• TO BE DONE:
Word for word, copy all the data and drop the pictures.

━━━ RECORDS TO PROCESS

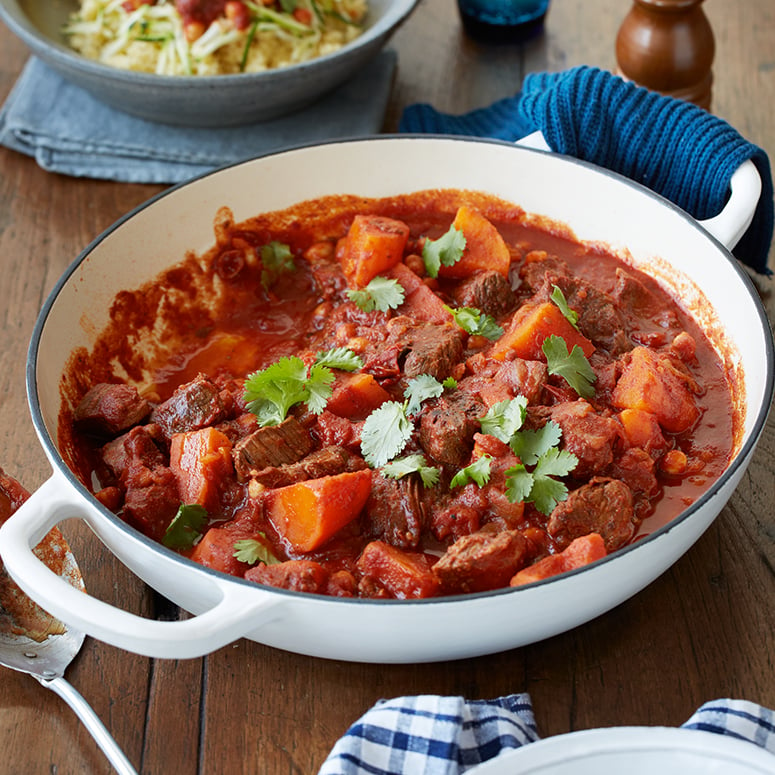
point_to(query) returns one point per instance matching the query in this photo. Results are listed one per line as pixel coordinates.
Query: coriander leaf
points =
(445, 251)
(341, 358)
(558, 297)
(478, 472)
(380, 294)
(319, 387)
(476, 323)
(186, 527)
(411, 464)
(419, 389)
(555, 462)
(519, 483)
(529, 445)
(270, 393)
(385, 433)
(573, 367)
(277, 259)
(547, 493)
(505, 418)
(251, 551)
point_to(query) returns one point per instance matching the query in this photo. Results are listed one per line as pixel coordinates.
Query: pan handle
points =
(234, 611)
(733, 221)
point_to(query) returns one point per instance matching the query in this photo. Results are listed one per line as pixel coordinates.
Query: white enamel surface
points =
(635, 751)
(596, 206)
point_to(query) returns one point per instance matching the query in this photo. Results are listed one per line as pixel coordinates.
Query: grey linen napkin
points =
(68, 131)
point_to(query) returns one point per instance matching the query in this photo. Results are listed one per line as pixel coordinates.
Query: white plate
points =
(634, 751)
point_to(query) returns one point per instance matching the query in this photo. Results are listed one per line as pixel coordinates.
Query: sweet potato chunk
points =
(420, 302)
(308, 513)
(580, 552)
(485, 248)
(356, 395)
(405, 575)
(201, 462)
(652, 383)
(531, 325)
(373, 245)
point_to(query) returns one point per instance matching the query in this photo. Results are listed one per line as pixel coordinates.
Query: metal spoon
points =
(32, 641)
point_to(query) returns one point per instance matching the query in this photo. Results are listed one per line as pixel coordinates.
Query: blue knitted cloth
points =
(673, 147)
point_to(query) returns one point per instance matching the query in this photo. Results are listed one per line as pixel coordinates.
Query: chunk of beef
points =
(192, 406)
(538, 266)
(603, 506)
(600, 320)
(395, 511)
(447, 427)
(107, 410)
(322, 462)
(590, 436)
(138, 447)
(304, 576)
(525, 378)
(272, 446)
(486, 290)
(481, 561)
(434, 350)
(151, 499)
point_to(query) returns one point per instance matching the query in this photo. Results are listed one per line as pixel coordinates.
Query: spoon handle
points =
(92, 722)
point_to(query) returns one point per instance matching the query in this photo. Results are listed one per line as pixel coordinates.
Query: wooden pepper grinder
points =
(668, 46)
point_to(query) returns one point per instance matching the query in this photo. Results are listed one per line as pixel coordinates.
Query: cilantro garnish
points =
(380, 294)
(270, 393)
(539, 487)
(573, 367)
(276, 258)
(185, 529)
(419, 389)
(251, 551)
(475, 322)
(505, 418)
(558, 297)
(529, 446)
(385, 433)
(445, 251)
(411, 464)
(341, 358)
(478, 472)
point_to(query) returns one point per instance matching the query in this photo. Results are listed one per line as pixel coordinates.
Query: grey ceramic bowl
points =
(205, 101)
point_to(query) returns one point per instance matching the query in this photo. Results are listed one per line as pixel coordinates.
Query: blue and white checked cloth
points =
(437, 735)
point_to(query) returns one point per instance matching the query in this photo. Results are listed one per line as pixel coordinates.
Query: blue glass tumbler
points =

━━━━━━

• OUTPUT FOR THIS TASK:
point_to(query) returns one point per instance matching the query in this photo. Results are listed one per line as pixel coordinates.
Query: coriander leaf
points =
(445, 251)
(341, 358)
(558, 297)
(478, 472)
(380, 294)
(319, 387)
(476, 323)
(186, 527)
(411, 464)
(419, 389)
(555, 462)
(519, 483)
(529, 445)
(270, 393)
(385, 433)
(573, 367)
(277, 259)
(547, 493)
(505, 418)
(251, 551)
point_to(query) returns one point per instance matching the query in this photo. Results are listed one per line as pixel coordinates.
Query: pan handle
points =
(234, 611)
(733, 221)
point_to(query) returns one point per instance matching the query in this photo. Results are listed one per line as pixel coordinates.
Query: white enamel surface
points =
(635, 751)
(596, 206)
point_to(query) returns one point per instance matching the query in this photo. Results are listed one per line as pixel coordinates.
Query: grey linen napkin
points =
(68, 131)
point_to(query) returns one point per instance matching the query in this photo. Results are listed one per line as pixel coordinates.
Query: white plate
points =
(634, 751)
point_to(query) returns one point per instance matching the query in this photo. Results are listed one per line as pixel coordinates.
Query: sweet potato chunk
points =
(420, 302)
(308, 513)
(580, 552)
(485, 248)
(356, 395)
(405, 575)
(201, 462)
(652, 383)
(531, 325)
(373, 245)
point_to(query) returns one point per instance matching the query in this photo. Results are listed one per line as pixel coordinates.
Query: metal spoon
points =
(32, 641)
point_to(query) returns one point per instance matching the query in this photo. Results are listed one per line as pixel coordinates.
Query: blue knitted cloth
points =
(673, 147)
point_to(query) returns one point per instance matching the query in this photo. Results are listed one per line as pixel coordinates.
Query: chunk of beef
points =
(192, 406)
(538, 266)
(603, 506)
(600, 320)
(395, 511)
(447, 427)
(107, 410)
(322, 462)
(590, 436)
(138, 447)
(304, 576)
(525, 378)
(272, 446)
(486, 290)
(481, 561)
(434, 350)
(151, 499)
point_to(query) returns one point per instance matching the query in this photo. Results are listed one per line as pixel coordinates.
Query: spoon handle
points =
(92, 722)
point_to(query) returns one point per instance matching the query in this photo. Results are listed one per line as pixel coordinates.
Query: wooden pepper grinder
points =
(668, 46)
point_to(query) returns one point per instance matching the query in this photo. Results are listed one per line as pixel coordinates.
Query: cilantro garnish
points =
(380, 294)
(270, 393)
(539, 487)
(573, 367)
(276, 258)
(185, 529)
(419, 389)
(251, 551)
(475, 322)
(505, 418)
(558, 297)
(529, 446)
(385, 433)
(445, 251)
(411, 464)
(341, 358)
(478, 472)
point_to(query) returns one point per instance matching the query in this photo. Results are listed one per line as pixel coordinates.
Query: grey ceramic bowl
points =
(205, 101)
point_to(query) returns one point per instance matching the query in this photo. Results are listed one per line as pixel coordinates.
Query: blue and white checked cloth
points =
(437, 735)
point_to(query) returns one point per instance matching the query in this photo. Results are listed one per line as pixel coordinates.
Query: blue glass tumbler
points =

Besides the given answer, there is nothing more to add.